SET EXERCISE =
Swap "Provide" for "Give" throughout the listing below and write the lines out again with nothing else changed. Leave the pictures out of your answer.

■ ■ ■ ■ ■ ■ ■

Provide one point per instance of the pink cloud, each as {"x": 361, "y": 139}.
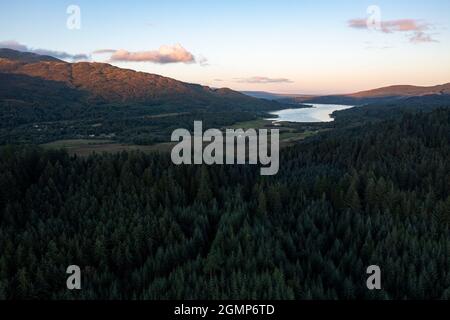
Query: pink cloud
{"x": 415, "y": 28}
{"x": 263, "y": 80}
{"x": 165, "y": 54}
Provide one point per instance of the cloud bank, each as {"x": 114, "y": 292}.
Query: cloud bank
{"x": 14, "y": 45}
{"x": 164, "y": 55}
{"x": 416, "y": 28}
{"x": 263, "y": 80}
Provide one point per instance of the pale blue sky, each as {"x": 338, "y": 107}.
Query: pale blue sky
{"x": 308, "y": 43}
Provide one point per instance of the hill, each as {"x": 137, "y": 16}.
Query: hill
{"x": 384, "y": 94}
{"x": 110, "y": 84}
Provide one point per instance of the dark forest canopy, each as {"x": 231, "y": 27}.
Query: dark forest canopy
{"x": 142, "y": 228}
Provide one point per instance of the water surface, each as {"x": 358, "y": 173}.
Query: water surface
{"x": 317, "y": 113}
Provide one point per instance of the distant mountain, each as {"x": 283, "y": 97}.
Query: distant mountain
{"x": 108, "y": 84}
{"x": 385, "y": 94}
{"x": 25, "y": 57}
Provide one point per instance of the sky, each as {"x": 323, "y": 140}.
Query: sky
{"x": 308, "y": 47}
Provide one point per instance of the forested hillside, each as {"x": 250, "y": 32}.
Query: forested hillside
{"x": 142, "y": 228}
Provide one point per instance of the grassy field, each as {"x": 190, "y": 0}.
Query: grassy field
{"x": 85, "y": 147}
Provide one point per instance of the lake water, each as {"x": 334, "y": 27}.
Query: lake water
{"x": 317, "y": 113}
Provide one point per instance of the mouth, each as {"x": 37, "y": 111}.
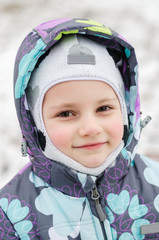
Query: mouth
{"x": 91, "y": 146}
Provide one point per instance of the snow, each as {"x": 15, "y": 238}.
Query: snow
{"x": 136, "y": 20}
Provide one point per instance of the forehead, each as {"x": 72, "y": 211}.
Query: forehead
{"x": 80, "y": 88}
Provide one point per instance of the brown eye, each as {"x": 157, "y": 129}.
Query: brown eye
{"x": 103, "y": 108}
{"x": 65, "y": 114}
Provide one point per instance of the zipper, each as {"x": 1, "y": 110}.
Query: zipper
{"x": 95, "y": 196}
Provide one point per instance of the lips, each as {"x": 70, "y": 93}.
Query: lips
{"x": 91, "y": 146}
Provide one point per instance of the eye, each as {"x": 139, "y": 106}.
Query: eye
{"x": 65, "y": 114}
{"x": 103, "y": 108}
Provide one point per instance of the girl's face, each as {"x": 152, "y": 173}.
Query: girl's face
{"x": 83, "y": 120}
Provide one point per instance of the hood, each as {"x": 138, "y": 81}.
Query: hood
{"x": 37, "y": 43}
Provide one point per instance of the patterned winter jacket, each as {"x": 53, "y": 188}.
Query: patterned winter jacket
{"x": 47, "y": 200}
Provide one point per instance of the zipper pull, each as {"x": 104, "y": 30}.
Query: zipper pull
{"x": 95, "y": 196}
{"x": 24, "y": 147}
{"x": 145, "y": 121}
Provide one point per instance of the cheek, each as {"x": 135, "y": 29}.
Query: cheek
{"x": 60, "y": 137}
{"x": 116, "y": 130}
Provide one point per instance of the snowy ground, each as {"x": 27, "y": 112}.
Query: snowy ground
{"x": 137, "y": 20}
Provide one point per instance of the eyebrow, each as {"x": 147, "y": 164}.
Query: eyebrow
{"x": 70, "y": 105}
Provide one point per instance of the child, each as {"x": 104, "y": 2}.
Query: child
{"x": 77, "y": 100}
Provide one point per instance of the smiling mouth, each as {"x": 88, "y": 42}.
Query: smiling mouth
{"x": 91, "y": 146}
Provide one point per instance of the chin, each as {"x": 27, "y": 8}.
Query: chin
{"x": 92, "y": 162}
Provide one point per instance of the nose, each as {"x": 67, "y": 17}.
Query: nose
{"x": 90, "y": 126}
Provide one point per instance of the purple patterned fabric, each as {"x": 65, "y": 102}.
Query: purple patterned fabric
{"x": 47, "y": 200}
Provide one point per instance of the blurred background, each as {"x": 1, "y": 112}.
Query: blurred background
{"x": 137, "y": 21}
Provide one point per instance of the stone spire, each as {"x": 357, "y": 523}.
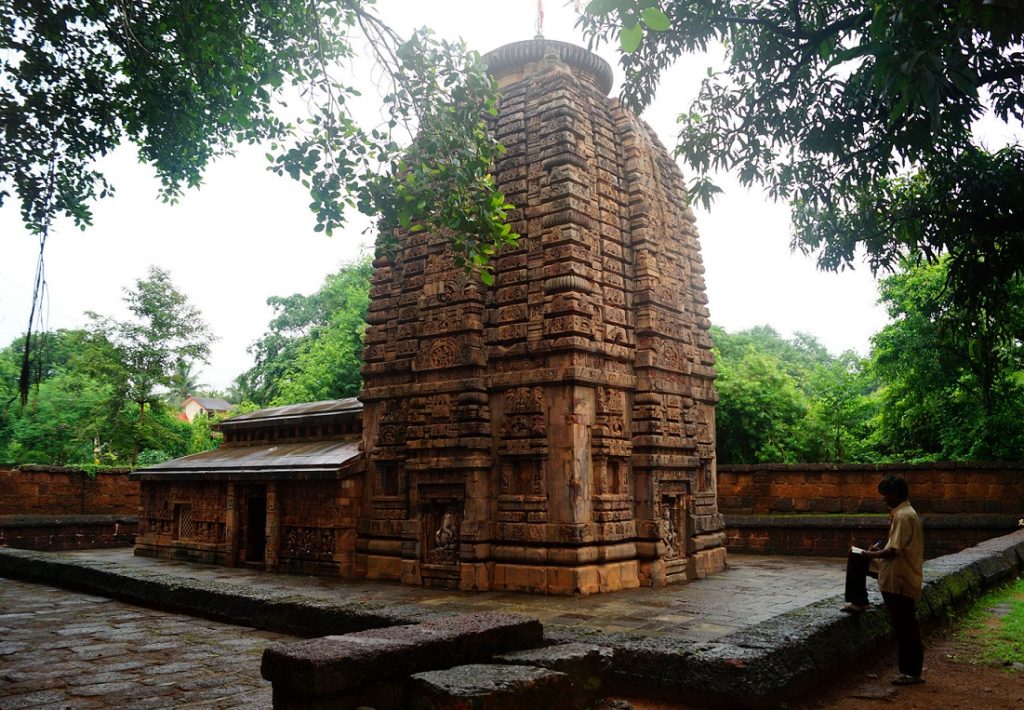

■ ■ ■ ■ ■ ■ ■

ANSWER FOR THIS EXERCISE =
Give one point per instance of the pink cloud, each as {"x": 361, "y": 139}.
Query: pink cloud
{"x": 415, "y": 28}
{"x": 263, "y": 80}
{"x": 165, "y": 54}
Give one point per instance of the cloud bank, each as {"x": 114, "y": 292}.
Query: cloud bank
{"x": 14, "y": 45}
{"x": 164, "y": 55}
{"x": 416, "y": 28}
{"x": 263, "y": 80}
Give one point per instance of the pale blue sky, each as {"x": 338, "y": 107}.
Query: pale blue sky
{"x": 308, "y": 43}
Give one point per instance of the hill, each as {"x": 137, "y": 16}.
Query: hill
{"x": 384, "y": 94}
{"x": 110, "y": 84}
Give one point per instance of the dark forest canopy, each as {"x": 231, "y": 27}.
Query: dark forest canopy
{"x": 142, "y": 228}
Give one point per instance of the water surface, each as {"x": 358, "y": 173}.
Query: water surface
{"x": 317, "y": 113}
Give one point per instance of the distant mountain, each as {"x": 283, "y": 97}.
Query: distant mountain
{"x": 108, "y": 84}
{"x": 385, "y": 94}
{"x": 25, "y": 57}
Give one point per instance of the sky, each as {"x": 323, "y": 140}.
Query: sky
{"x": 308, "y": 47}
Give one point per instance of the forested hillside, each as {"x": 250, "y": 32}.
Query: forested hillside
{"x": 142, "y": 228}
Give one point per instance of the grassy field, each as {"x": 190, "y": 0}.
Query: grassy field
{"x": 85, "y": 147}
Give one point per instance of the lake water, each as {"x": 334, "y": 27}.
Query: lake water
{"x": 317, "y": 113}
Give one point per instance of the mouth, each as {"x": 37, "y": 111}.
Query: mouth
{"x": 91, "y": 146}
Give one point per instance of the snow, each as {"x": 15, "y": 238}.
Query: snow
{"x": 136, "y": 20}
Give one point per instance of the forehead, each as {"x": 72, "y": 211}.
Query: forehead
{"x": 80, "y": 88}
Give one point per instance of the brown eye, each as {"x": 157, "y": 129}.
Query: brown eye
{"x": 103, "y": 108}
{"x": 65, "y": 114}
Give one point per instance of the zipper, each as {"x": 1, "y": 110}.
Query: zipper
{"x": 95, "y": 196}
Give one point per instance of the lips, each as {"x": 70, "y": 93}.
Query: lips
{"x": 91, "y": 146}
Give one point per instance of the eye, each as {"x": 139, "y": 106}.
Query: eye
{"x": 65, "y": 114}
{"x": 103, "y": 108}
Give one point per instance of the girl's face, each as {"x": 152, "y": 173}.
Query: girl's face
{"x": 83, "y": 120}
Give one point per instance of the hood, each as {"x": 138, "y": 81}.
Query: hood
{"x": 37, "y": 43}
Give one point per instance of the patterned winter jacket, each as {"x": 53, "y": 188}.
Query: patterned winter jacket
{"x": 47, "y": 200}
Give one point per instance of the zipper pull, each as {"x": 104, "y": 30}.
Query: zipper pull
{"x": 95, "y": 196}
{"x": 24, "y": 147}
{"x": 145, "y": 121}
Give one point per instance of the cheek, each as {"x": 135, "y": 29}.
Query: cheek
{"x": 60, "y": 137}
{"x": 116, "y": 130}
Give one point per instance of the snowy ground, each as {"x": 27, "y": 112}.
Query: snowy ground
{"x": 137, "y": 20}
Give one point per instance of the eyebrow, each as {"x": 147, "y": 164}.
Query: eyebrow
{"x": 70, "y": 105}
Give one point per instance of the child, each as {"x": 104, "y": 2}.
Query: child
{"x": 77, "y": 100}
Give one point per instance of the smiling mouth, each as {"x": 88, "y": 42}.
Query: smiling mouth
{"x": 91, "y": 146}
Give one point per instance of the chin, each as {"x": 27, "y": 8}.
Query: chin
{"x": 92, "y": 162}
Give one point per instance of the nose, each as {"x": 67, "y": 17}.
Query: nose
{"x": 90, "y": 126}
Give one point per instance of the purple patterned fabric, each as {"x": 65, "y": 102}.
Query: purple patterned fabric
{"x": 47, "y": 200}
Give one point per instance of the blurred background, each as {"x": 1, "y": 112}.
Query: blurred background
{"x": 137, "y": 21}
Give one point per instance of the stone spire, each as {"x": 357, "y": 523}.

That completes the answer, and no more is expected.